## Records for processing
"""

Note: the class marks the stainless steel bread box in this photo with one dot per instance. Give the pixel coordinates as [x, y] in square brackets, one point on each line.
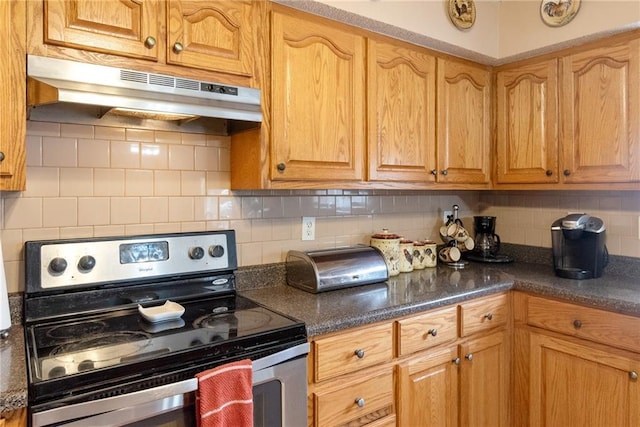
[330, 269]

"""
"""

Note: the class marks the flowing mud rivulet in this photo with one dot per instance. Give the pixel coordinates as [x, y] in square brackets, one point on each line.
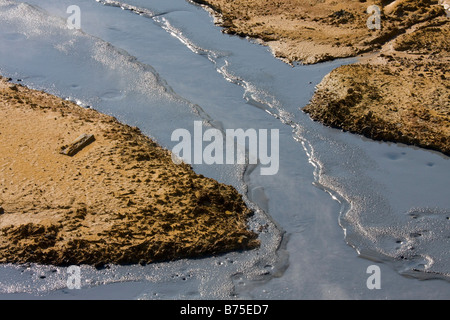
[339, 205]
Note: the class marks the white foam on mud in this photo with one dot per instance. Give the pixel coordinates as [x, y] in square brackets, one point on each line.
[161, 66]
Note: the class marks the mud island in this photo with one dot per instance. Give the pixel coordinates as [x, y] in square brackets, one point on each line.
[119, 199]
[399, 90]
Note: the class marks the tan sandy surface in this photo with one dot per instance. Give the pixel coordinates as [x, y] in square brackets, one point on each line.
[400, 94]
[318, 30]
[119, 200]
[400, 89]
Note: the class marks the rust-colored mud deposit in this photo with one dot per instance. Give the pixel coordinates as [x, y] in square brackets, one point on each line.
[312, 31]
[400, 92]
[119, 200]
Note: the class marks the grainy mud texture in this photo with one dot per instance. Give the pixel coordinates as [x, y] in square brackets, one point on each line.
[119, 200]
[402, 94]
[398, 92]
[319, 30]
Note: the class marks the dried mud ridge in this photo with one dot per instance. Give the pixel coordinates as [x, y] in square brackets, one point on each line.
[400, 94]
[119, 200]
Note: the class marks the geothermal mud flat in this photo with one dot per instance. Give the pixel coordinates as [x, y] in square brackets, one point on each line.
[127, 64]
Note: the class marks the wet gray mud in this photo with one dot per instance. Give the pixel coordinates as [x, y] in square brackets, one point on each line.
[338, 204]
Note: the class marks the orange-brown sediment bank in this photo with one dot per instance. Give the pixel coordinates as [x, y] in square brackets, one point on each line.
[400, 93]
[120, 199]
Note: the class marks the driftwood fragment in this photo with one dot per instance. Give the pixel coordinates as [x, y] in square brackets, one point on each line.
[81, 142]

"""

## Your objective
Extract every line of the material above that contains the word "rivulet".

## Problem solution
Note: the class marks the flowing mud rivulet in this photo with one dot per instance. Give the pixel coordinates as [x, y] in square brackets, one point on each line.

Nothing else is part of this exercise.